• **Stored items from a collection**
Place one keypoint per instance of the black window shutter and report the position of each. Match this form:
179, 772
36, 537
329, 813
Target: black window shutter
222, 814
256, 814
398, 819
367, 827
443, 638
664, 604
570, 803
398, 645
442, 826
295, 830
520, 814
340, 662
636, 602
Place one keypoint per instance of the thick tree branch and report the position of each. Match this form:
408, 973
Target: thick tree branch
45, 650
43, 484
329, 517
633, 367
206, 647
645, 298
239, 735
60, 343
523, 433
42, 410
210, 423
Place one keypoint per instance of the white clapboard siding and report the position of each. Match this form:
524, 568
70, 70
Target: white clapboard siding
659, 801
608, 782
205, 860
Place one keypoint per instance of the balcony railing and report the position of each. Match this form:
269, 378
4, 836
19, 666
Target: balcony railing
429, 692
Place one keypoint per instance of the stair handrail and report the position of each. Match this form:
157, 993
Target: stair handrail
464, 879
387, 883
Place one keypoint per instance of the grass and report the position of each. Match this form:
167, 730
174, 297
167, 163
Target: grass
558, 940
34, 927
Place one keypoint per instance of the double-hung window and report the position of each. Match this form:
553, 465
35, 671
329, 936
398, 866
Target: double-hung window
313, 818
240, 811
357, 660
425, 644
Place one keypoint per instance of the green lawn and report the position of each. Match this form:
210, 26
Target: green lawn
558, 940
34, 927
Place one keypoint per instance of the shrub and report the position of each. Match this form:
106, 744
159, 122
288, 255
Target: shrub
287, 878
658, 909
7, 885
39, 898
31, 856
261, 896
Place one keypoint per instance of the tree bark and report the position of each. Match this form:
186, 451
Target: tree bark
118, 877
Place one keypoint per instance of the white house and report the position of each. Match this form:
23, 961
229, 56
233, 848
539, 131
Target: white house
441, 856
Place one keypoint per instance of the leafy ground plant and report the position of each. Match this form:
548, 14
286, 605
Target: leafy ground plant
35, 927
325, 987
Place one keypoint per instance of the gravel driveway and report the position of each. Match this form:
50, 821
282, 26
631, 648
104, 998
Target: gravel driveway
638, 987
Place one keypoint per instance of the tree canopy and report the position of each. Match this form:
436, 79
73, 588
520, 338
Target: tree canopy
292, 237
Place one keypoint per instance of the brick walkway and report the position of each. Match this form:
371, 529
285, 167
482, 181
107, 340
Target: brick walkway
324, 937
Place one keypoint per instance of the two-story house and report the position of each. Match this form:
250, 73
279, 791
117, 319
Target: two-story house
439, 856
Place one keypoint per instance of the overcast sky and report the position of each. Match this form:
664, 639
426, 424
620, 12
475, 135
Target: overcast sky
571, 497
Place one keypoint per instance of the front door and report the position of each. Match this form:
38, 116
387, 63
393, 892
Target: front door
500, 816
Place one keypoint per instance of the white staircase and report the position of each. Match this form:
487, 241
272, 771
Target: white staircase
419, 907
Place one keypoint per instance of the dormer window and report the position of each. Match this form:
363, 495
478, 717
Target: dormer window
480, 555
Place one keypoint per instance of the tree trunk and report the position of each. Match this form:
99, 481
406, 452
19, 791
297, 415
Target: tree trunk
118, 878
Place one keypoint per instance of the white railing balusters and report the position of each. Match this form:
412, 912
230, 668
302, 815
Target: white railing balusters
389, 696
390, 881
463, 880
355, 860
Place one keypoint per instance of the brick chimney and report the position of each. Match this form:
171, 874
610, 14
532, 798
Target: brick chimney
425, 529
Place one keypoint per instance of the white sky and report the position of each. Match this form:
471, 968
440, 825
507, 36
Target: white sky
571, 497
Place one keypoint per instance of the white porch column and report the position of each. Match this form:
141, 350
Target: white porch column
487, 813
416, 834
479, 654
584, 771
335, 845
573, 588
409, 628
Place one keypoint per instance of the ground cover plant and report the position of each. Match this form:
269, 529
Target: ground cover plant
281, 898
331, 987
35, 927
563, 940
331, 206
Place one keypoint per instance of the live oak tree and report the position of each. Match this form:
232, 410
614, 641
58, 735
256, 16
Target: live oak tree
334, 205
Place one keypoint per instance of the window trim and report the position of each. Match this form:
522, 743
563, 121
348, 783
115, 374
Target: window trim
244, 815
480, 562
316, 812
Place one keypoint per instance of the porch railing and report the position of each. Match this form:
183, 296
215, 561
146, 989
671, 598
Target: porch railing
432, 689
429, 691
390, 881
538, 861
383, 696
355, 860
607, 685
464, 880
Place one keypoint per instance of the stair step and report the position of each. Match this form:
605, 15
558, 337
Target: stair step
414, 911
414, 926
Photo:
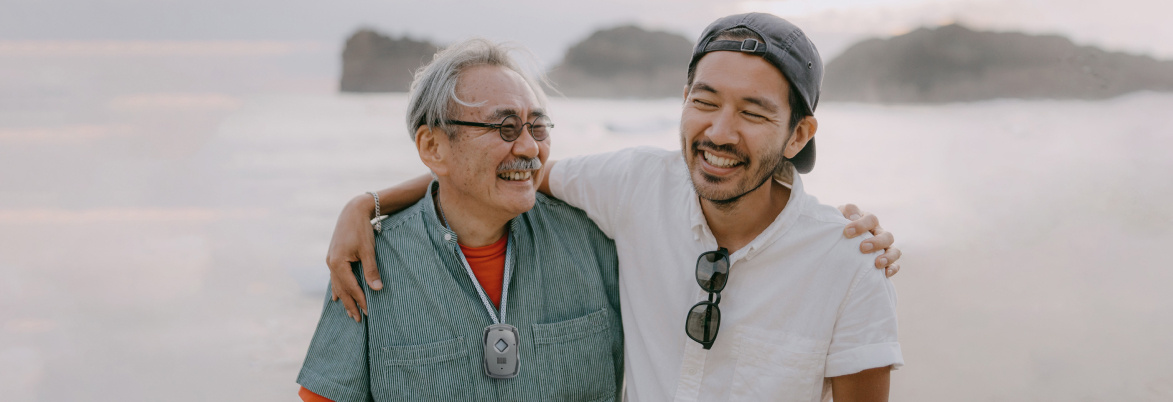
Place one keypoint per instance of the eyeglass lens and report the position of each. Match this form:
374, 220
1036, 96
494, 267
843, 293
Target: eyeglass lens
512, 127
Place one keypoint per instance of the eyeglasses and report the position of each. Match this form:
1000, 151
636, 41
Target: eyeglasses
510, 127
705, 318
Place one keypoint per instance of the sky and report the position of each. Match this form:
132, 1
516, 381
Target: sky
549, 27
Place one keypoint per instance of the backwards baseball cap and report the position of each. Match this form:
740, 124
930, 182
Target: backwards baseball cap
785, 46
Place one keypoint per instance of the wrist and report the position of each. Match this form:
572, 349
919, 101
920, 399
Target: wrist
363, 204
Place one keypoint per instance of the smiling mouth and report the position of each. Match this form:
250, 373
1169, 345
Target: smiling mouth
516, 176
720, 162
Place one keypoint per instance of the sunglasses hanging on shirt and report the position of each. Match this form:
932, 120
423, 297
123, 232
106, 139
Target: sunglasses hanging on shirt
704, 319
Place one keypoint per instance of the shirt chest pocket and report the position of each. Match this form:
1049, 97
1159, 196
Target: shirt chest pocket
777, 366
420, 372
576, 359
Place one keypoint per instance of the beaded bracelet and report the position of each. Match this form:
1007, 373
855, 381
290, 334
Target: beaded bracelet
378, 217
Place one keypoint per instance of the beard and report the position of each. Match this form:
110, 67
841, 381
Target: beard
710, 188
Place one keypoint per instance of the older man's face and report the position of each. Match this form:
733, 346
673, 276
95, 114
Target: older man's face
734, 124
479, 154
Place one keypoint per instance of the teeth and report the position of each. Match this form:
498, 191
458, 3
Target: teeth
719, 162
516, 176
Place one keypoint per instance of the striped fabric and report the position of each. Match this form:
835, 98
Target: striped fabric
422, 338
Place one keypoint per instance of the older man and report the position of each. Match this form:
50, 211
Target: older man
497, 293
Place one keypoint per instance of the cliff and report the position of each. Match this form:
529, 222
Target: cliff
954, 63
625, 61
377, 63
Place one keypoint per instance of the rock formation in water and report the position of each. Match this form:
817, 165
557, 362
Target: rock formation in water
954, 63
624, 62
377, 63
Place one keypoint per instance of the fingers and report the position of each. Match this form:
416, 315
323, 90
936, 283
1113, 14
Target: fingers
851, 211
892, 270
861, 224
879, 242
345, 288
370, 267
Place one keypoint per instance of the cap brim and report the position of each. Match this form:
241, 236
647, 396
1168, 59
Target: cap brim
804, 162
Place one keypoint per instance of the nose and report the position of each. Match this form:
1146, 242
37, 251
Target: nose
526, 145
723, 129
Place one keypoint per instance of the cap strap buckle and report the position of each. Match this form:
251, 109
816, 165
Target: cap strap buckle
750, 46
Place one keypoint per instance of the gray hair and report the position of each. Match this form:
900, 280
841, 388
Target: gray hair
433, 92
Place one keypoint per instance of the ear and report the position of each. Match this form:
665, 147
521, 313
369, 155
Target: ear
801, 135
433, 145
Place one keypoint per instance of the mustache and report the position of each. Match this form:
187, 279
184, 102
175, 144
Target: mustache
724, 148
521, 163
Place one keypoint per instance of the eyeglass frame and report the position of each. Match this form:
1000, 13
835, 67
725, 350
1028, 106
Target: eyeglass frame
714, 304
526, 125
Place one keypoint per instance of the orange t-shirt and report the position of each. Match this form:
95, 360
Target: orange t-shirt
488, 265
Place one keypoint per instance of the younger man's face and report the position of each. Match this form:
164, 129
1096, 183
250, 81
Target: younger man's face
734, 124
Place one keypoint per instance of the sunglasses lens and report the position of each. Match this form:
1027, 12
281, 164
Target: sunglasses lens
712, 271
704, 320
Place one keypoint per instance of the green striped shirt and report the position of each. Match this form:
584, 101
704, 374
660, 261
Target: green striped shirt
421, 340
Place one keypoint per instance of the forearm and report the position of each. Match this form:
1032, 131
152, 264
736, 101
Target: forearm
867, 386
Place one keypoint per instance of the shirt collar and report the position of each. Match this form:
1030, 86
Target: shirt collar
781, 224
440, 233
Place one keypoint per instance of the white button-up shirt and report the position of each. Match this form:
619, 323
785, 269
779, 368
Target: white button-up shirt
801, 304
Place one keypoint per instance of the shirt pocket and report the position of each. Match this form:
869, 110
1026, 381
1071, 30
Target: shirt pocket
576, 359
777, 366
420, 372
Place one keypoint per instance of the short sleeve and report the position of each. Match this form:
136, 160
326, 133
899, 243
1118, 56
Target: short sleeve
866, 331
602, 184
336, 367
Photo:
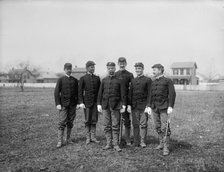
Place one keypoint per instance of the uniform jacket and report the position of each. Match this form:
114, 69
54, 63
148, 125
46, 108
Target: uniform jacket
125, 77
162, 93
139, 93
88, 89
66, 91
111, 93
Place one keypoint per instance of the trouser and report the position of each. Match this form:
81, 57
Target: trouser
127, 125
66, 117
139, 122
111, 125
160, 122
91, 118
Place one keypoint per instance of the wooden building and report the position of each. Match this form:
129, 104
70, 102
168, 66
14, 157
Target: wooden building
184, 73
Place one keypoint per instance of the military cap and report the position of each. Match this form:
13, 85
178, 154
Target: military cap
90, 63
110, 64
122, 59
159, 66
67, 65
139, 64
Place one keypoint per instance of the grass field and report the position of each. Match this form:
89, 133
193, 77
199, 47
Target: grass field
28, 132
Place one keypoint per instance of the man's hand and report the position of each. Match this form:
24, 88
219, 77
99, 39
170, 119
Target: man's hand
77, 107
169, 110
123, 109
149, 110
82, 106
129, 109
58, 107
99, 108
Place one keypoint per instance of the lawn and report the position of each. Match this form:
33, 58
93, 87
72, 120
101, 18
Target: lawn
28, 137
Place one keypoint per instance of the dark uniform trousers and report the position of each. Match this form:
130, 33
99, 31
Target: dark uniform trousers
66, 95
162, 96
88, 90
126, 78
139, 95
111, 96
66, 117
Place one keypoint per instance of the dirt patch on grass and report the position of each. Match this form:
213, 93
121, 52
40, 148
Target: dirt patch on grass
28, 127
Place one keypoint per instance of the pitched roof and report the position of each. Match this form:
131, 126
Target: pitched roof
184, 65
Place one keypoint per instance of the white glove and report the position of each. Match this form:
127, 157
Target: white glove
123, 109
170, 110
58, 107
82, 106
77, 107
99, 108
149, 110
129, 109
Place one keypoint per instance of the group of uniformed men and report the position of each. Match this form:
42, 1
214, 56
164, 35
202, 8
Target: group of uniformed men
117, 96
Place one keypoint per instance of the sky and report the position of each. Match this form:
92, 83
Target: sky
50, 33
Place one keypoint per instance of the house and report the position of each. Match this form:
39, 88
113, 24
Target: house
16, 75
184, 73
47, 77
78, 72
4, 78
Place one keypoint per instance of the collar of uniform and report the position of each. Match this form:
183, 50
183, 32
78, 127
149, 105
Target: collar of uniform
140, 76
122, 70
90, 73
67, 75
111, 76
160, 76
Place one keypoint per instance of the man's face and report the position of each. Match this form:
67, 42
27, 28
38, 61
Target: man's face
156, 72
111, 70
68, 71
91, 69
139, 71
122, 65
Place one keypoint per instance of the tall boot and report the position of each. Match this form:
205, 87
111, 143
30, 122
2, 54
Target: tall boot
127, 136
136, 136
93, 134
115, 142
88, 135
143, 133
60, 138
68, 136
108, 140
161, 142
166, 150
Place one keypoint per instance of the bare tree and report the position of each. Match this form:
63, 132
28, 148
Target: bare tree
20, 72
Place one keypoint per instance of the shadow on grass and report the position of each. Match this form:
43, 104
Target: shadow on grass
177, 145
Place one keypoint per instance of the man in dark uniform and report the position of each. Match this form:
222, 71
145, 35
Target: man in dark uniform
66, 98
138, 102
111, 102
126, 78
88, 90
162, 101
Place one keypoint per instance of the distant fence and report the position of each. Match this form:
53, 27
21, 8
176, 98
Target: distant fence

• **Work required**
Starting at the line that contains "Place one keypoint per instance of the tall", copy each line exactly through the end of the listing above. Include that first line and the last one, and add nothing.

• **Response to this exercise**
Place one keypoint per instance of the tall boot and report the position of each. Match this form:
205, 87
111, 143
30, 122
2, 54
Target: tall boot
127, 136
136, 136
93, 134
115, 142
88, 135
143, 133
60, 138
68, 136
108, 140
161, 142
166, 150
Place one keypoint per instance of the bare tree and report the position of each. Match this form:
63, 132
28, 148
Target: bare tree
20, 72
Place one keypoint per instance of the shadow on grass and report the position of each. Match this form:
43, 104
Target: shadow on grass
177, 145
Place one keypoint per instance of the man in dark uniform and report the position of each. Match this form:
222, 71
145, 35
Target: man in dark uniform
66, 98
138, 102
111, 102
126, 78
88, 90
162, 101
Place one keypoint per instance of the distant fence and report the position of each. Match this form:
53, 27
21, 8
176, 98
Target: distant fence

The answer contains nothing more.